> [Task set]
• A. Duplicate everything in the statement on electricity planning from "The collaborative architecture" down to "the record today.".
• B. Pick up the statement on electricity planning after its final sentence and continue it.

> [Page text]
******************************

Honourable Members will have noted the announcement that electricity rates will be restructured with effect from 1 August 2026, as approved by the Regulatory Authority. Cost-reflective charging is the correct principle. It has been Government policy since 27 May 2025, when the Ministerial Direction issued to the Regulatory Authority expressly contemplated differentiated tariff classes for customers fully, partially, and minimally reliant on the grid. Fourteen months separate that Direction from this change. The cost-of-service analysis underpinning the change indicates that residential customers have carried a disproportionate share of the system’s fixed costs for years. And the adjustment arrives while the long-term system plan that pricing should rest on remains out of alignment with national policy. Rate changes divorced from systems planning are precisely what the public has asked this Government to end. Pricing must follow planning, and planning must follow policy. The suspension restores that order.

Mr. Speaker,

The structural point beneath all of this must be stated. The Electricity Act 2016 placed the authorship of the Integrated Resource Plan with the utility. Ten years have tested that design, and the last two proposed plans submitted by the utility recommended generation inconsistent with the Government’s policy. Since November 2020, BELCO has been owned by Algonquin Power and Utilities, a publicly traded company headquartered overseas. Its directors owe their first duty to its shareholders, and company law binds them to it. The utility brings engineering and operational knowledge that national planning needs, and its Bermudian workforce serves this island with skill. The duty to lead the public interest rests with the public’s institutions: the Government, which sets national policy, and the Regulatory Authority, which regulates the sector within it. A utility informs the plan. The reforms this House passed in 2026, and the Policy now being finalised, give that principle effect.

Mr. Speaker,

The collaborative architecture that built this Policy will form part of the Integrated Resource Plan process when it resumes. A standing forum of sector voices, structured public consultation, and published reasoning belong inside resource planning, and the reconstitution provisions of the Order make room for exactly that. The Government’s expectation of the reconstituted process is on the record today.

******************************

> [Entries shown]
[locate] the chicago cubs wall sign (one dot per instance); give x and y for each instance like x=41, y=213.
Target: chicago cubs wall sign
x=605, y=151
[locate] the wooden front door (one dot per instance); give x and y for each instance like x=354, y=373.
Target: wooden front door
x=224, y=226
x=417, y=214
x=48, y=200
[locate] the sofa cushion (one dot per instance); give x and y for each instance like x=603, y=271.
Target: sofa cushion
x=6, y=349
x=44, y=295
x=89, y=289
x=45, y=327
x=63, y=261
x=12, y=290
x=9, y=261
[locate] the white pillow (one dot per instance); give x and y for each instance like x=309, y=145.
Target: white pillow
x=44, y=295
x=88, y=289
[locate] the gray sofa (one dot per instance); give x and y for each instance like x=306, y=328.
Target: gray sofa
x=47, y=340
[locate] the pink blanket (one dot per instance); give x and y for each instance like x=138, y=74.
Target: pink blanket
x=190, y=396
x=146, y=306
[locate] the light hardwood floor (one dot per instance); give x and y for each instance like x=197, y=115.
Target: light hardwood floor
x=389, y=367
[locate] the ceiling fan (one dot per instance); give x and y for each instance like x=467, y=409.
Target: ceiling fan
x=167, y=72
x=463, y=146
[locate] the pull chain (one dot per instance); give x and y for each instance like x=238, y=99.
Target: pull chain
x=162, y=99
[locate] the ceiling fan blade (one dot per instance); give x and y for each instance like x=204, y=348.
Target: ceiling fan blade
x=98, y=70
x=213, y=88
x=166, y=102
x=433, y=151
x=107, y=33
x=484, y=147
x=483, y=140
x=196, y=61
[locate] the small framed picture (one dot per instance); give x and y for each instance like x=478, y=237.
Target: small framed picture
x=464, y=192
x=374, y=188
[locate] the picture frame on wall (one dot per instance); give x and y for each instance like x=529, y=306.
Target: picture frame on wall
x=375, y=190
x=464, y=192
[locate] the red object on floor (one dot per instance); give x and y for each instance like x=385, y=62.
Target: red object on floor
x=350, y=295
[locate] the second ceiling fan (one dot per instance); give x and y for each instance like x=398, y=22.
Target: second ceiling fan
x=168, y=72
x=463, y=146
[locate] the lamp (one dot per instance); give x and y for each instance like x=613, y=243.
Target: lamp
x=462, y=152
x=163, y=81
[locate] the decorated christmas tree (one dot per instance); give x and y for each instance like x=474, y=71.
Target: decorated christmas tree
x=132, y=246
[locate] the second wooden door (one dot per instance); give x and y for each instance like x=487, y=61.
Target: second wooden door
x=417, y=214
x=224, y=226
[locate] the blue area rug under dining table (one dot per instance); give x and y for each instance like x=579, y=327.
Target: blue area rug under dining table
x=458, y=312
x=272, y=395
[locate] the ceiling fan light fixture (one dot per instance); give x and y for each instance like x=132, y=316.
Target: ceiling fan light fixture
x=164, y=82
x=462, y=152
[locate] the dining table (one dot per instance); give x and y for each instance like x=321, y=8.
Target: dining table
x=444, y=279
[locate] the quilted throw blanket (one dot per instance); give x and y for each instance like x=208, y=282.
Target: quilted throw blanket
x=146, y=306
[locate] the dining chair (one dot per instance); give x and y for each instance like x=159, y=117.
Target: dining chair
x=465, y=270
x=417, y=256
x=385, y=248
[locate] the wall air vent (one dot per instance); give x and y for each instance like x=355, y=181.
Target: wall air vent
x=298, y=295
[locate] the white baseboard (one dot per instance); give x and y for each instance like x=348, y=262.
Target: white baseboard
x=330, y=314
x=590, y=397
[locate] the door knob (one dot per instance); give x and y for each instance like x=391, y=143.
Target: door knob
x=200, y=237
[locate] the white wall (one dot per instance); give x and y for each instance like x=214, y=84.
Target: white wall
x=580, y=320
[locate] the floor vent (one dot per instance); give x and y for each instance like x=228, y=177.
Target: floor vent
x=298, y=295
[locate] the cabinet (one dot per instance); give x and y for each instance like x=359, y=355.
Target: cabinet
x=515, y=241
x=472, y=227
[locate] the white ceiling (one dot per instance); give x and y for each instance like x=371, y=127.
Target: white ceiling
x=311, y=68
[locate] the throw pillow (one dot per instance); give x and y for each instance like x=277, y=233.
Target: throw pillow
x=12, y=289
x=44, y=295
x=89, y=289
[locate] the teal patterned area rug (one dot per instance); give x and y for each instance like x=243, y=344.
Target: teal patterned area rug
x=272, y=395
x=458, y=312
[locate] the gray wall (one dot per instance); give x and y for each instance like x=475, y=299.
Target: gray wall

******************************

> [Answers per task]
• A.
The collaborative architecture that built this Policy will form part of the Integrated Resource Plan process when it resumes. A standing forum of sector voices, structured public consultation, and published reasoning belong inside resource planning, and the reconstitution provisions of the Order make room for exactly that. The Government’s expectation of the reconstituted process is on the record today.

• B.
Mr. Speaker,

The future of this sector belongs to Bermudians who are in classrooms today, and the Ministry is acting on that now. This summer the Department of Energy welcomed two bursary recipients as summer students. The Department gave them the consultation draft and asked for their honest assessment. Their feedback, on affordability, on training pathways, and on planning for the whole of Bermuda, was specific: equitable access to renewable energy, with community solar carrying the benefits of the transition beyond property owners; the workforce, technology and digital infrastructure that battery storage, demand management and grid modernisation will demand; and clearer communication of the Policy to young Bermudians through secondary schools, Bermuda College and regular public reporting on implementation. Every one of those topics is being integrated into the final document alongside the formal submissions, and the Department is evaluating the interns’ proposals for implementation. The Ministry has further awarded two scholarships to Bermudian students pursuing energy-related studies. The 2027 Energy Bursary Programme is open for applications until 31 July 2026. A sector that plans twenty years ahead must invest in the people who will run it, and that investment has begun.

Upon the completion and publication of the revised National Electricity Sector Policy, which is anticipated in the near term, the Government will engage the Regulatory Authority and stakeholders on the reconstituted process, and the Authority will issue its notice of resumption before the suspension period expires, as the Act requires.

Mr. Speaker,

Alignment between national policy and long-term resource planning protects the country, electricity consumers, and the generations who will inherit these decisions. The decisions made through the IRP will shape what every household on this island pays for power for decades. The policy framework, the legislation, and the public record are now in place to make those decisions properly, and the plan that follows will be measured against one test: what it delivers for the Bermudian consumer.

Thank you, Mr. Speaker.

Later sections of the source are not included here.